**WORK TO BE COMPLETED**:
Answer these questions from the text on foreign faces in Japanese prints:
(a) What years does it give for the Edo period?
(b) Which artist's satire portrays geisha masquerading as foreigners?
(c) Where were fierce images of Shoki pasted to ward off disease?

--- TEXT SECTION Enclosed Below ---

Interpretive Resource

Departmental Gallery Exhibition: Foreign Faces in Japanese Prints

Foreign faces—Korean, Chinese, and European—became a staple of Japanese popular arts in the Edo period (1615–1868). Print artists, whose livelihoods depended on market appeal, quickly recognized the public’s eagerness for images of foreigners, whether real or imagined.

Exoticized images of foreign scenes and faces emphasized their differences and helped to establish a coherent Japanese identity. Korean embassy parades were a favorite subject of these Japanese prints. Hishikawa Moronobu’s Korean ambassador, for example, sports lush whiskers that are contrasted with the clean-shaven face of his Japanese escort. Kitagawa Utamaro’s satire of a procession of Korean diplomats takes these depictions one step further—portraying geisha masquerading as foreigners.

Figures from Chinese legend are another type of alien face often encountered in Japanese prints. Fierce images of the legendary Chinese hero Shoki the demon-queller were pasted on doorposts to ward off disease as well as blazoned on pennants for the Boys’ Day festival to instill valor in young boys. In contrast to these ferocious images, however, the artist Suzuki Harunobu also transformed Shoki into a lover desperately seeking the affections of a young Japanese beauty, thus affirming the borderless appeal of Japanese womanhood.

--- End of Enclosed TEXT SECTION ---
--- THE DATA Enclosed Below ---

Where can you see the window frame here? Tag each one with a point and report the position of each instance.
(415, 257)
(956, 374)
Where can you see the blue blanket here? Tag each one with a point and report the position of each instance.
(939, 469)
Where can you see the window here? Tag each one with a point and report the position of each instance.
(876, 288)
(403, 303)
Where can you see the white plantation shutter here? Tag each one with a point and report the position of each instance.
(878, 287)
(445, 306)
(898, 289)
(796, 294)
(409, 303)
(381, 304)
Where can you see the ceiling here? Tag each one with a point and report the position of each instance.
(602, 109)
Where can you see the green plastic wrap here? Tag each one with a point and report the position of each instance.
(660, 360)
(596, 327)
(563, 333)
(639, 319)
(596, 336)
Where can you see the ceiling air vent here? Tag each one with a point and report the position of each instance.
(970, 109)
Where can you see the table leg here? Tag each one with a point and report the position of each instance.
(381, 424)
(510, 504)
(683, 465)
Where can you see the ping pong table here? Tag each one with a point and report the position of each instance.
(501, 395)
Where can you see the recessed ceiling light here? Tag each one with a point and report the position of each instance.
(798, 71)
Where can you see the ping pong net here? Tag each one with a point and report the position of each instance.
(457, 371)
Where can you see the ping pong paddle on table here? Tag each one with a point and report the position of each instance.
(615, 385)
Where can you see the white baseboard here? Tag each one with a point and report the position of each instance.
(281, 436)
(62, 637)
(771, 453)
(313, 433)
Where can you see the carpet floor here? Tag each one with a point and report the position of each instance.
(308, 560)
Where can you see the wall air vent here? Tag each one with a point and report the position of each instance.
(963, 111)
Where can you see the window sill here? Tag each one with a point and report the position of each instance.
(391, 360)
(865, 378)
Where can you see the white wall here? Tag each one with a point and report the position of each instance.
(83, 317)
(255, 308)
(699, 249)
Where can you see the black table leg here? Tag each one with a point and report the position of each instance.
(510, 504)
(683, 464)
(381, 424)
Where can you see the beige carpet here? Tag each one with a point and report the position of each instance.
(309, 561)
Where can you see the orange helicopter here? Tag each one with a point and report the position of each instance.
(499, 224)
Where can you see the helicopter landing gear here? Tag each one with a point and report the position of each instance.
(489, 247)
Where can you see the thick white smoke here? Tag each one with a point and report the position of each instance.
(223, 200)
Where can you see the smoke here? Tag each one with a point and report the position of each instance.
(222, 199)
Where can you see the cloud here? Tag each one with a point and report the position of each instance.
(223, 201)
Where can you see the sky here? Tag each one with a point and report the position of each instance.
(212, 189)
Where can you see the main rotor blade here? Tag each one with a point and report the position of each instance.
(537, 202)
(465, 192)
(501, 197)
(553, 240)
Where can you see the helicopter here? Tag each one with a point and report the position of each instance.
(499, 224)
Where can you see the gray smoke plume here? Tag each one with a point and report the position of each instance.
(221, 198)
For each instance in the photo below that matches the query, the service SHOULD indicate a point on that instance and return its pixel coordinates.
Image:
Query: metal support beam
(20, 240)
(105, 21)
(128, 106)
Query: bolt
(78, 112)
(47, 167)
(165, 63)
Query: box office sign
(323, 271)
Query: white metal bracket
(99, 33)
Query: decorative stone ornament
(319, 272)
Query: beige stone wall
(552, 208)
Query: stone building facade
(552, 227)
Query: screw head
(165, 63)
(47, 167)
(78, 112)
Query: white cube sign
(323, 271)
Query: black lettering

--- End of Enclosed THE DATA ---

**EXERCISE RESPONSE**:
(a) 1615–1868
(b) Kitagawa Utamaro
(c) On doorposts